» **ТЕКСТ СТРАНИЦЫ**:
########################################

Все эти черты остаются постоянными условиями для идеального типа монархии.
С этими общими уроками теократического Израиля мы теперь можем возвратиться к многострадальному Риму, который тщетно искал опор теократической идеи для своего разлагающегося абсолютизма. В общем комплексе условий Римской империи - с первого взгляда не легко было найти эти опоры верховности императора, однако в действительности они были до некоторой степени отысканы.
Раздел III
ВИЗАНТИЙСКАЯ ГОСУДАРСТВЕННОСТЬ
Конец римского абсолютизма
Положение Римской империи ко времени Константина Великого представляло картину полного разложения. Как все абсолютистские монархии, она не имела основ долговечности. Как мы говорили, создание гения Юлия Цезаря не было чистым видом монархии, в котором монарх являлся бы властью верховной. Римской император представлял только концентрированную управительную власть, не принадлежащую ему по собственному праву, но лишь доверенную, делегированную Римским сенатом и народом (Senatus Populusque Romanus). Такое построение не может дать императору власти чисто верховной, которая в идее принадлежит народу. Отсюда непрочность этой власти со стороны нравственной, и ее фактическое всесилие, способное переходить в деспотизм. Если бы при этом римская нация сохраняла, по крайней мере, органы контроля и направления действий Цезаря, то империя имела бы вид республики с сильной президентской властью. Но абсолютистский цезаризм имеет естественную тенденцию подрывать внутреннюю организованность нации, необходимую для контроля, ибо цезаризм, соединяя все управительные власти, тем самым не оставляет народу ни одной сколько-нибудь независимой, способной стать органом контроля.
Высокий гражданский дух, живший в римских сословиях и находивший в критические минуты отголосок даже в сенате, долгое время парализовал пагубные последствия абсолютизма, иногда создавая цветущие эпохи, как было последний раз при Антонинах. Но римское общество все более разлагалось, его организованной силой становилась все больше одна армия, переполненная наемниками, или совершенно чужеродными, или едва получившими поверхностное воздействие римской культуры и римского духа. Самые основы этого духа исчезали в римском обществе, все более развращавшемся. Через 200 лет по основании, империя имела уже явный вид полного разложения.
Последнее столетие жизни империи, перед Диоклетианом, разложение стало очевидно. Трудно даже сказать, сколько было императоров за это столетие. Они являлись сразу десятками, провозглашаемые отдельными частями армии, дрались между собой, погибали, в лучших случаях кое-как признавали господство старшего императора. При Галлиене было целых тридцать Тиранов, как их прозвали, в различных провинциях. В Сирии уже произошла удачная проба Зеновии основать особенное царство, только номинально подчиненное Риму (Пальмира). Большая часть императоров, даже признанных сенатом, погибли от убийства. Вообще империя совершенно разрушалась, под влиянием внутреннего разложения нации и отсюда самого государства. Варвары, уже научившиеся презирать Рим, давили на него со всех сторон извне. Легко было видеть, что Риму приходит конец, и празднование его тысячелетия произошло в эпоху полной агонии.

########################################

» **ЗАДАНИЕ 1**:
Найдите в записях все строки со словом «grass» и выпишите каждую из них полностью.

» **ЗАПИСИ**:
########################################

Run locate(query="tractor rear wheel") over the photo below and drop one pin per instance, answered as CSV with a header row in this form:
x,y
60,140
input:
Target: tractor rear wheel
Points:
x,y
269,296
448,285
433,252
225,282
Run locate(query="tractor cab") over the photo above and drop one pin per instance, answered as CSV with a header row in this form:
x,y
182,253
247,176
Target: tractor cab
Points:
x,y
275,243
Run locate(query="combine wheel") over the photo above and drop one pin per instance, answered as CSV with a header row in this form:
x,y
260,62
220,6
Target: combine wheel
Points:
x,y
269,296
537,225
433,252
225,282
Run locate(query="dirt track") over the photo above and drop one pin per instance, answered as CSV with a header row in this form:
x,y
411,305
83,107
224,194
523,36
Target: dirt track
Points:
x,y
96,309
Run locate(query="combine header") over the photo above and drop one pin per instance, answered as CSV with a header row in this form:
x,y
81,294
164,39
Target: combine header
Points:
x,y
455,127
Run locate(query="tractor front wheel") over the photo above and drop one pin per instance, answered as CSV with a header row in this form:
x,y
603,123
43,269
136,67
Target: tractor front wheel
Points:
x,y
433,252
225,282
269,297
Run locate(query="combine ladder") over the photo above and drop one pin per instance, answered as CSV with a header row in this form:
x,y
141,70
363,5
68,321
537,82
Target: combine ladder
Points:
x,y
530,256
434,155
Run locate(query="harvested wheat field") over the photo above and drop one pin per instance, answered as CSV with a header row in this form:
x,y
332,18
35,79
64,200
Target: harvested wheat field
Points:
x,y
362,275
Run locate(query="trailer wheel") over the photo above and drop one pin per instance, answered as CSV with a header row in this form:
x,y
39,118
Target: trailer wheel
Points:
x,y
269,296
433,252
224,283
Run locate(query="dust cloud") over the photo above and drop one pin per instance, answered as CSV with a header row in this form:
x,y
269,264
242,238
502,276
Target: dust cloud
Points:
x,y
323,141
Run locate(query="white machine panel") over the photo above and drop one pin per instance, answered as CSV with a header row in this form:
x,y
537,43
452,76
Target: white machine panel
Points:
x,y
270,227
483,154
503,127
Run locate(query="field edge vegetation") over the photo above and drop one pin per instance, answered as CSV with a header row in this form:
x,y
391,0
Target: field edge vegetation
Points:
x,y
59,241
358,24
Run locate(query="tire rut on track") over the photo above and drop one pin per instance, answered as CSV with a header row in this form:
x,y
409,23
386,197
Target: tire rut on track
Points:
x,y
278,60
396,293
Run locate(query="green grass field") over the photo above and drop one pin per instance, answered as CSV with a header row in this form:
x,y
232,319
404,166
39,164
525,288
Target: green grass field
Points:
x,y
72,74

########################################

» **ЗАДАНИЕ 2**:
Перепишите фрагмент текста о конце римского абсолютизма, который открывается словами «Высокий гражданский дух, живший» и завершается словами «вид полного разложения.», заменив в нем «армия» на «гвардия».

» **ИТОГ 1**:
Run locate(query="green grass field") over the photo above and drop one pin per instance, answered as CSV with a header row in this form:
Target: green grass field

» **ИТОГ 2**:
Высокий гражданский дух, живший в римских сословиях и находивший в критические минуты отголосок даже в сенате, долгое время парализовал пагубные последствия абсолютизма, иногда создавая цветущие эпохи, как было последний раз при Антонинах. Но римское общество все более разлагалось, его организованной силой становилась все больше одна гвардия, переполненная наемниками, или совершенно чужеродными, или едва получившими поверхностное воздействие римской культуры и римского духа. Самые основы этого духа исчезали в римском обществе, все более развращавшемся. Через 200 лет по основании, империя имела уже явный вид полного разложения.